──────── DATA PROVIDED

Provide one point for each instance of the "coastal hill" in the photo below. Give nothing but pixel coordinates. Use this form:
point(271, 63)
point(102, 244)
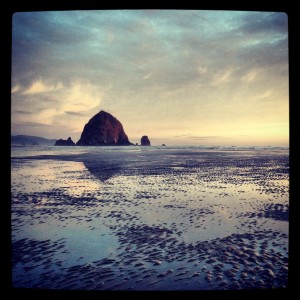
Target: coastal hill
point(103, 129)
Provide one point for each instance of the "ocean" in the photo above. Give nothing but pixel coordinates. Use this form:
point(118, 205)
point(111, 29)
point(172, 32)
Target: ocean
point(150, 218)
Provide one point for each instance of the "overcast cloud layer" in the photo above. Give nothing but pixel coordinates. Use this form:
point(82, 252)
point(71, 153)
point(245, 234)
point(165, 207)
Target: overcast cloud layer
point(180, 77)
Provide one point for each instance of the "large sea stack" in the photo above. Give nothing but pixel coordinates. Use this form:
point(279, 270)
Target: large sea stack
point(103, 129)
point(145, 141)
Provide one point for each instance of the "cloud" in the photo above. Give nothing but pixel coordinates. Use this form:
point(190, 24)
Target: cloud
point(39, 86)
point(15, 89)
point(73, 113)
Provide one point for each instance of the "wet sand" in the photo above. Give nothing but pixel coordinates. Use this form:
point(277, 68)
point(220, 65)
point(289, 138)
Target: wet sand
point(157, 219)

────────────────

BRIEF. Rewrite all of the items above with every "pixel coordinates" changed to "image coordinates" and nothing else altered. Omit the pictures from your version.

SOLUTION.
Provide one point for each instance of the "coastal hill" in the photo below. Give nothing but image coordinates. Use this form:
point(271, 63)
point(102, 244)
Target: coastal hill
point(103, 129)
Provide one point for each instance of the "ocean" in the photo above. Give nothing but image coordinates. Use this form:
point(118, 205)
point(111, 29)
point(172, 32)
Target: ocean
point(150, 218)
Provide one point for each instance of the "overcast cloud layer" in the photo above. Give nothing but image coordinates. Use this form:
point(82, 252)
point(71, 153)
point(245, 234)
point(165, 207)
Target: overcast cloud layer
point(180, 77)
Provide one point for each instance of the "large sea stack" in the photo above. Give nothing but image coordinates. Use this form:
point(279, 270)
Target: large sea stack
point(103, 129)
point(145, 141)
Provide one point for each instance of the "cloud" in the photo above. Give nothing but image coordinates. Use this form:
point(190, 24)
Target: cloud
point(39, 86)
point(15, 89)
point(73, 113)
Provide one point for each instance of the "wet sand" in the photo above. Give nothing but image coordinates. Use this form:
point(277, 68)
point(220, 65)
point(289, 138)
Target: wet sand
point(157, 219)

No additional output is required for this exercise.